## PROBLEM
Report each line of the data that contains the string "below".

[Data items]
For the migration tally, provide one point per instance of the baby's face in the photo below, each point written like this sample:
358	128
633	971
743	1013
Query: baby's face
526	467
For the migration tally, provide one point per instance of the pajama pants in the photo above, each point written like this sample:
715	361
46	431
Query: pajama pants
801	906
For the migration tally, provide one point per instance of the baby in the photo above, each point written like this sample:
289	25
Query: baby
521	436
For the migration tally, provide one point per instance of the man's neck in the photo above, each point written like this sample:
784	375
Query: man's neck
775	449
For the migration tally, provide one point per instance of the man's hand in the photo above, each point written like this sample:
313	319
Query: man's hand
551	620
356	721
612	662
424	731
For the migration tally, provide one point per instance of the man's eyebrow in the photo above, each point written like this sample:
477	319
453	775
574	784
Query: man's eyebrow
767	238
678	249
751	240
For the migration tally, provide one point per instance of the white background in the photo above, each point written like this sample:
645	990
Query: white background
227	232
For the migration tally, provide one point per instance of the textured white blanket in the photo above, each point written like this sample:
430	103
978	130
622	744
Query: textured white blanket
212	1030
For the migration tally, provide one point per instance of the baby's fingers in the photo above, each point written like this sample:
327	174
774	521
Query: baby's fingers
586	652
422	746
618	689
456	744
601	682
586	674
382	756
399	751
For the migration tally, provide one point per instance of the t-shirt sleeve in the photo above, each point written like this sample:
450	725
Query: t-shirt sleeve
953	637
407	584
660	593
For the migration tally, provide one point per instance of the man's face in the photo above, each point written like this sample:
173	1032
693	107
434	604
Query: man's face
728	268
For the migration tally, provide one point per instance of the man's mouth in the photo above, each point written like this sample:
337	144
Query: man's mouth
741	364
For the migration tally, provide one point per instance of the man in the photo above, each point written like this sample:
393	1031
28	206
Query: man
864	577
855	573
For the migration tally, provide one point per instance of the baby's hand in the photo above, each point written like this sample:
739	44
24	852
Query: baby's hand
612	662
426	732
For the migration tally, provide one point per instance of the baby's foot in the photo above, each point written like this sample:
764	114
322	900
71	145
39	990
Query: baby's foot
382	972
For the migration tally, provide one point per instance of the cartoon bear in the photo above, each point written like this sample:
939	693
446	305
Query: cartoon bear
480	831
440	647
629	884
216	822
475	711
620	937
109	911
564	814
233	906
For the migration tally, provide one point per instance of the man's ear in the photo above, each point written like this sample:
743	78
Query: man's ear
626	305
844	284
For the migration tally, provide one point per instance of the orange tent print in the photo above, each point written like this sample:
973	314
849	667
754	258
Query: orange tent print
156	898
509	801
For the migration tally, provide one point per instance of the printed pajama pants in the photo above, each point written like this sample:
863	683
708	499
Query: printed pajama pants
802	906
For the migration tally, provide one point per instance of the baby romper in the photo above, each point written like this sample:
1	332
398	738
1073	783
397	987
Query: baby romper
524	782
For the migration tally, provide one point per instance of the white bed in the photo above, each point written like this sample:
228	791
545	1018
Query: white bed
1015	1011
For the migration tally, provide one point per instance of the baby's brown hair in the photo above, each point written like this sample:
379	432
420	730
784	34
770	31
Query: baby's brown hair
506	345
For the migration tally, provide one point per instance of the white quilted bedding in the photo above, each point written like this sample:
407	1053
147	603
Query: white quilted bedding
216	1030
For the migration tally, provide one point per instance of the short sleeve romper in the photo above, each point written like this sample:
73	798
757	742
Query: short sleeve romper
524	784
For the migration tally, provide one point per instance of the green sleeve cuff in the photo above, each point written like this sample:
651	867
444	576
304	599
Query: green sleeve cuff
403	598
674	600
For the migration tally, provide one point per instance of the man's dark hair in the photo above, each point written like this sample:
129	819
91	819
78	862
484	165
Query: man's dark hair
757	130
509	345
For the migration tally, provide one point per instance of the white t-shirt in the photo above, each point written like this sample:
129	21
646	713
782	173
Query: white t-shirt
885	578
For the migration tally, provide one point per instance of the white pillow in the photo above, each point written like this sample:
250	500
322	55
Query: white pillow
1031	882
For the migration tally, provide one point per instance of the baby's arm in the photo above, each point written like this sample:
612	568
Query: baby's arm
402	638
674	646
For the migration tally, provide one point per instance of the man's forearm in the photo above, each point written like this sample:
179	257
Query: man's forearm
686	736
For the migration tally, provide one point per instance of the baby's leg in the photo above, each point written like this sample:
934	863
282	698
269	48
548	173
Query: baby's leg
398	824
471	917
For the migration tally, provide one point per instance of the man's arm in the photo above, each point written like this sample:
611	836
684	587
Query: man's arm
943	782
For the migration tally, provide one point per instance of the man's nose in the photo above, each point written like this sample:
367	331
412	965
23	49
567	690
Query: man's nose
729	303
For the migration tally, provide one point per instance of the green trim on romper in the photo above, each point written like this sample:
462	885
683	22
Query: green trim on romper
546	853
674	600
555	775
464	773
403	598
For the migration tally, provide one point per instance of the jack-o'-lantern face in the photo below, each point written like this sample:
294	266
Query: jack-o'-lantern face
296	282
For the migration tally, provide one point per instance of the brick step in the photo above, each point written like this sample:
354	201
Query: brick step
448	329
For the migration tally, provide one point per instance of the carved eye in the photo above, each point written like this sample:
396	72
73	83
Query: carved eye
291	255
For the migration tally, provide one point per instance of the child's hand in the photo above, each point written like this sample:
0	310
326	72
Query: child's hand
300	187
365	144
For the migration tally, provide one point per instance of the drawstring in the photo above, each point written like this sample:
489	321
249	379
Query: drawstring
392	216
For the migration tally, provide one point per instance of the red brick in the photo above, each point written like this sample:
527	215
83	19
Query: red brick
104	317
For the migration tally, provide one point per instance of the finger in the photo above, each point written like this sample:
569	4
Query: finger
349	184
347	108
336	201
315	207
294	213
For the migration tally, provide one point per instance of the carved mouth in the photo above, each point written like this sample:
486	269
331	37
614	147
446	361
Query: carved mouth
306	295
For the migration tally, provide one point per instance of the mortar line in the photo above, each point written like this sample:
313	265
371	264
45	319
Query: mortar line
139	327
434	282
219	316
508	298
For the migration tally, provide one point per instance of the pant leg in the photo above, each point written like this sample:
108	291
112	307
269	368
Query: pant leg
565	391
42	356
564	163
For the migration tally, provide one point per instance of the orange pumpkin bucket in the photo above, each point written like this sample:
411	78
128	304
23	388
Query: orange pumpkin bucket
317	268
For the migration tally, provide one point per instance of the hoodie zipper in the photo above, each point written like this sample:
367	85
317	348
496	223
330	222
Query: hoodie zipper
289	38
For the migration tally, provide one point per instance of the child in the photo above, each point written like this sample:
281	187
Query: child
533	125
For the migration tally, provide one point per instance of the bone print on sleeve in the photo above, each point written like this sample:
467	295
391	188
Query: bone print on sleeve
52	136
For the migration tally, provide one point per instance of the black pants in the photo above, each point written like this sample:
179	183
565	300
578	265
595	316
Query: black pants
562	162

## SOLUTION TO THIS TASK
For the migration tally, provide one point per instance of the baby's face in the photo below, each point written like this sample:
For the migration tally, provide one point per instance of the jack-o'-lantern face in the photo below, each point written like this sample:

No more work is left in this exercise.